Count the lines in the listing that contain the string "shade", matching case exactly, and reply with only the number.

::::::::::

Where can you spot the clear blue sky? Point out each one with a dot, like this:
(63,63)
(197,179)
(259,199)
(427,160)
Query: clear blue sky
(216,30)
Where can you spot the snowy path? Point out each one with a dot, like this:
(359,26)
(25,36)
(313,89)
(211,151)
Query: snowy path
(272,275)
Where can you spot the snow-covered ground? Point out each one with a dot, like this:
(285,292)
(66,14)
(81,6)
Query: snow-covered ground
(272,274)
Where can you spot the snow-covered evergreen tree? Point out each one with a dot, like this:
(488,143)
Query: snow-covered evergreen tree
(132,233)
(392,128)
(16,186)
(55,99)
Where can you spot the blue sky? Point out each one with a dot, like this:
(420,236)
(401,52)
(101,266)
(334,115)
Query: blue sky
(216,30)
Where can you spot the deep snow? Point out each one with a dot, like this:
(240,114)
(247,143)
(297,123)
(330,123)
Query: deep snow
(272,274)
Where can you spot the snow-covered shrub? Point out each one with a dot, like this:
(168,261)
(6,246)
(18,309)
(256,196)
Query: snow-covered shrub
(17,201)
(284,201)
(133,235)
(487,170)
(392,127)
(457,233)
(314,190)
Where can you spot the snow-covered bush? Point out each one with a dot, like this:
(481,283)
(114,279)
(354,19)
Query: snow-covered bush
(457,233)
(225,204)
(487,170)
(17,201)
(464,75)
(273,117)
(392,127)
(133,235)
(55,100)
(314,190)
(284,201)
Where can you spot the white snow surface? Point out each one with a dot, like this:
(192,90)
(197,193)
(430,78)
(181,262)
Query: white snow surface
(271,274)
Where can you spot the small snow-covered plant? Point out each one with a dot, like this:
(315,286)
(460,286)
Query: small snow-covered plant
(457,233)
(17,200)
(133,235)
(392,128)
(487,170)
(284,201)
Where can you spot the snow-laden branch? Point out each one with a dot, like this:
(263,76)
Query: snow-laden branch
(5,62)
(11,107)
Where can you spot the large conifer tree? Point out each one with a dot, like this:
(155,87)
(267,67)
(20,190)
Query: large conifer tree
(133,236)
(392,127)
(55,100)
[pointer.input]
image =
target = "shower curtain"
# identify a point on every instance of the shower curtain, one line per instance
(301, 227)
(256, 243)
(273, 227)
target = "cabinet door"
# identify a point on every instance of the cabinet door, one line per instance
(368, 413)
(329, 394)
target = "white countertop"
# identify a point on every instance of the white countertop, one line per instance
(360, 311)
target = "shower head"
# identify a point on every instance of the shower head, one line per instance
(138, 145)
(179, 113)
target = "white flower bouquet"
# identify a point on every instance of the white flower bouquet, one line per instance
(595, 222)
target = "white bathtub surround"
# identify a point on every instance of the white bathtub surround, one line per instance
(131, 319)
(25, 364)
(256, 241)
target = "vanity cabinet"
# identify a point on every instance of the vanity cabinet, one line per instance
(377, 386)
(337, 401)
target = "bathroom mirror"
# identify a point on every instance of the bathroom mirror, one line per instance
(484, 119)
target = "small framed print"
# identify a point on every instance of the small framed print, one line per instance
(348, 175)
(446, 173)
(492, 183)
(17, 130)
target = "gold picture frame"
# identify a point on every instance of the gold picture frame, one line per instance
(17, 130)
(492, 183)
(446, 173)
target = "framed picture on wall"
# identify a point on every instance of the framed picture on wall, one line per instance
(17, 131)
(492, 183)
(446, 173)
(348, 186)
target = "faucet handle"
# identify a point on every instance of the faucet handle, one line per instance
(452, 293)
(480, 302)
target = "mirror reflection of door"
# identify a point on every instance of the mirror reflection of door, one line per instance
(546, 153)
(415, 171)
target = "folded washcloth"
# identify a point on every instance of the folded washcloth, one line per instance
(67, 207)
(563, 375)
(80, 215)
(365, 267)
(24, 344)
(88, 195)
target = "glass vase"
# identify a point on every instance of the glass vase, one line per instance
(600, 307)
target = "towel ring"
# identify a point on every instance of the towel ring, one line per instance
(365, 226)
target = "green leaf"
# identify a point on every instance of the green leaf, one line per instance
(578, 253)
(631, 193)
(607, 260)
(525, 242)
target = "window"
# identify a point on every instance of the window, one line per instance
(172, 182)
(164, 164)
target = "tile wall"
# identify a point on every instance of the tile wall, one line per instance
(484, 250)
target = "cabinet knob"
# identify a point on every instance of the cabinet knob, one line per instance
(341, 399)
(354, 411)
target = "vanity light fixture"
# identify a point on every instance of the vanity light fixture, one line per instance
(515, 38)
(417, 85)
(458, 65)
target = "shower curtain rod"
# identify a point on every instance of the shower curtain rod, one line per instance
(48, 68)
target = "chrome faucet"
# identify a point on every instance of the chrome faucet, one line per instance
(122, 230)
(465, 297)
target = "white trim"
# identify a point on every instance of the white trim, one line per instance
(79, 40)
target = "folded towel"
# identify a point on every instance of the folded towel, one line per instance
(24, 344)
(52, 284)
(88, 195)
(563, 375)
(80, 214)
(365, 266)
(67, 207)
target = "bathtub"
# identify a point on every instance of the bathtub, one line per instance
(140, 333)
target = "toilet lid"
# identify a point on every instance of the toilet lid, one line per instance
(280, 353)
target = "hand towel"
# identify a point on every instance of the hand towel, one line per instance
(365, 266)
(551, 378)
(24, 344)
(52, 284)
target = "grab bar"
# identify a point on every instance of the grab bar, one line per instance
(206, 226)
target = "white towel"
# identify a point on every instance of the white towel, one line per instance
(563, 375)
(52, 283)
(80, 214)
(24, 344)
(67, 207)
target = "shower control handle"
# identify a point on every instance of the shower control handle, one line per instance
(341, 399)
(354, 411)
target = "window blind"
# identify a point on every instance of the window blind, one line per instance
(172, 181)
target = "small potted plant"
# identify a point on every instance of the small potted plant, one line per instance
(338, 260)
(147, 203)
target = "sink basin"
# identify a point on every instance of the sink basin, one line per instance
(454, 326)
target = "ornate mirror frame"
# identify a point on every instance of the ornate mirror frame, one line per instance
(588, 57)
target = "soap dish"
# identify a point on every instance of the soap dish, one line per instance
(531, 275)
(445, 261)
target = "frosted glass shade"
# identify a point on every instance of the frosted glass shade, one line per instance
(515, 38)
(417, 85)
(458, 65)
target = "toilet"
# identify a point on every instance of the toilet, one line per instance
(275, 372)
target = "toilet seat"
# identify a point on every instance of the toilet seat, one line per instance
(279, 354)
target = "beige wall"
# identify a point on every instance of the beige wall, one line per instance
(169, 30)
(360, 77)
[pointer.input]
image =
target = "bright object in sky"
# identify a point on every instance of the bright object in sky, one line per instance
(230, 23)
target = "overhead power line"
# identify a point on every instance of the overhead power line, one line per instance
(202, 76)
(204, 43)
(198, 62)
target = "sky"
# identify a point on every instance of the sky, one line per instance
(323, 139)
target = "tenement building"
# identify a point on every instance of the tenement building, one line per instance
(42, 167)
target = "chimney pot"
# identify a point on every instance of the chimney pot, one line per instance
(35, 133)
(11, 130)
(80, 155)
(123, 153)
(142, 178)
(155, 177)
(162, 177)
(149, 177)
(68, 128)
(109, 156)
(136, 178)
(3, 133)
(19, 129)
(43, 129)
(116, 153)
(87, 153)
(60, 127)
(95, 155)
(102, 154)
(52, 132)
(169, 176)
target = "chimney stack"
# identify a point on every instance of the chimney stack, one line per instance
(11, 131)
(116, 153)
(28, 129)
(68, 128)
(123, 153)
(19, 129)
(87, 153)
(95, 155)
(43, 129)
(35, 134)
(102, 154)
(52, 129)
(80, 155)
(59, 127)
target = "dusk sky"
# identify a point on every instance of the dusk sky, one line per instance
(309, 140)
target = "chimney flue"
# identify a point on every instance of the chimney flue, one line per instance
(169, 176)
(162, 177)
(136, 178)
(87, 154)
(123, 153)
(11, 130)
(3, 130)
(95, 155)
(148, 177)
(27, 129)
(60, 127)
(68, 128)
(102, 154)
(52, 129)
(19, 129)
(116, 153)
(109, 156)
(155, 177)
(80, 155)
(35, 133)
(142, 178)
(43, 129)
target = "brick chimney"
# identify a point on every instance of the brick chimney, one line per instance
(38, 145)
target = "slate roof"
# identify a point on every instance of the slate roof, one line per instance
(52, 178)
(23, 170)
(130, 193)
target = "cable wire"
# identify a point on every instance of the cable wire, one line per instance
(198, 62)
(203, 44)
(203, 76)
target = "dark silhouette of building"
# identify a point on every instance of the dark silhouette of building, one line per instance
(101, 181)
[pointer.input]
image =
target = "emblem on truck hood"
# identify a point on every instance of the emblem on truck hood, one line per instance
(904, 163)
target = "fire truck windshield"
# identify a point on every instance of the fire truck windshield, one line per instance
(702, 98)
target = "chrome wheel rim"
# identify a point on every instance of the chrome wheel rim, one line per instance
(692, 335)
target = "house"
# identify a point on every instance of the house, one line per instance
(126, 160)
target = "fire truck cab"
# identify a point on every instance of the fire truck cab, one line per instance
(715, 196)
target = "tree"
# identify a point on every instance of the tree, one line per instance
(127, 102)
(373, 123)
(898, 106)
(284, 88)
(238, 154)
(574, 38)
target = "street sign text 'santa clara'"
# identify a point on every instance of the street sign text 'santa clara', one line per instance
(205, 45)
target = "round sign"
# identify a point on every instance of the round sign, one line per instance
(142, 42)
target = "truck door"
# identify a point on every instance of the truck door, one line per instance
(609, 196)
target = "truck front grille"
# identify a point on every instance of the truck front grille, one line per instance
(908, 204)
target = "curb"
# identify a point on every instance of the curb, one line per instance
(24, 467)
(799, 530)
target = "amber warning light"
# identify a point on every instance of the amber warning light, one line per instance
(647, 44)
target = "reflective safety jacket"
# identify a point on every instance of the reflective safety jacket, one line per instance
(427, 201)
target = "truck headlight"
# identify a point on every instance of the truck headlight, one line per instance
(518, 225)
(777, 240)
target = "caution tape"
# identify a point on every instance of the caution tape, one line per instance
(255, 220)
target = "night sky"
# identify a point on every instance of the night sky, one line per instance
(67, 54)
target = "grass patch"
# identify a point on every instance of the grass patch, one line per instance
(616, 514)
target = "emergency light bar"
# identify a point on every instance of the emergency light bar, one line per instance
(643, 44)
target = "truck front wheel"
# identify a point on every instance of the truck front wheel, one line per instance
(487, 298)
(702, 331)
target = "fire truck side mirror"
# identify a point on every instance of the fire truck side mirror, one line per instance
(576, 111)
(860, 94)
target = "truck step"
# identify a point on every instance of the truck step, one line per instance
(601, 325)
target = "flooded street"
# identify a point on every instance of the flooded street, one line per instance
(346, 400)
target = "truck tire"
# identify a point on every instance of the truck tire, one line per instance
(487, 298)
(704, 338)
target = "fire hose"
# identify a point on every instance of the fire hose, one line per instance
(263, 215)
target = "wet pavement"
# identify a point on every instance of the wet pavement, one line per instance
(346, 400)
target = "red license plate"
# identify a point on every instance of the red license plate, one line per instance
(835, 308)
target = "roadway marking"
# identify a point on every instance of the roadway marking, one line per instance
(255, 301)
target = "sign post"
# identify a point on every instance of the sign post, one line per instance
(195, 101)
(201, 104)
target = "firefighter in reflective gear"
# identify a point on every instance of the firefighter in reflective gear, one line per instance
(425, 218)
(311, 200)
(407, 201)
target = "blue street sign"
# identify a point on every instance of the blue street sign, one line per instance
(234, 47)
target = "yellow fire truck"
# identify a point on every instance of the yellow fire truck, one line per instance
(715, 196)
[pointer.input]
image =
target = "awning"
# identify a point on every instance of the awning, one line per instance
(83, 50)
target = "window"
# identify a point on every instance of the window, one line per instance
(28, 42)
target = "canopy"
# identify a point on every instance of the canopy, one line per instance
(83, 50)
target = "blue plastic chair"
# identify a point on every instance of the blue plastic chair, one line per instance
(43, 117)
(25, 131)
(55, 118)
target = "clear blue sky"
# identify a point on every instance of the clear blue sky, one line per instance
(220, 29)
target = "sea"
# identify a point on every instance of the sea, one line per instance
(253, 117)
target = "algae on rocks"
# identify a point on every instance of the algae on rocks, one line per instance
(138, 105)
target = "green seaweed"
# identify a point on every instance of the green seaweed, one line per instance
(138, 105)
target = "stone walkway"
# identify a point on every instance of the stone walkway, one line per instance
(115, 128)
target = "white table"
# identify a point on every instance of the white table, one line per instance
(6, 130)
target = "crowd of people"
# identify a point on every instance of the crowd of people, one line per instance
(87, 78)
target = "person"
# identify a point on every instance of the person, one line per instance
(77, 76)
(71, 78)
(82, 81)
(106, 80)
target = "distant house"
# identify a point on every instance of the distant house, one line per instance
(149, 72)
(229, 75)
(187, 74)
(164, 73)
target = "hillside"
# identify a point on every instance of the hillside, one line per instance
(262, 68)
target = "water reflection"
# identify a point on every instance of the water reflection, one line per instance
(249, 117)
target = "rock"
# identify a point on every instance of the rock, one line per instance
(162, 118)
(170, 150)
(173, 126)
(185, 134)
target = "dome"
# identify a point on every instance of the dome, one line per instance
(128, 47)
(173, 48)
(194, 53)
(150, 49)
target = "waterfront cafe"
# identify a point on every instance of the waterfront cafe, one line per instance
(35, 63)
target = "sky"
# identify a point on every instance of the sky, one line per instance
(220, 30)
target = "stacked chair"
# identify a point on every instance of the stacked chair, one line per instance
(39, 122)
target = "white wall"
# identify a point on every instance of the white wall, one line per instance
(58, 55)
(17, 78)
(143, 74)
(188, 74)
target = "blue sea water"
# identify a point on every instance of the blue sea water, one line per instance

::::::::::

### Task solution
2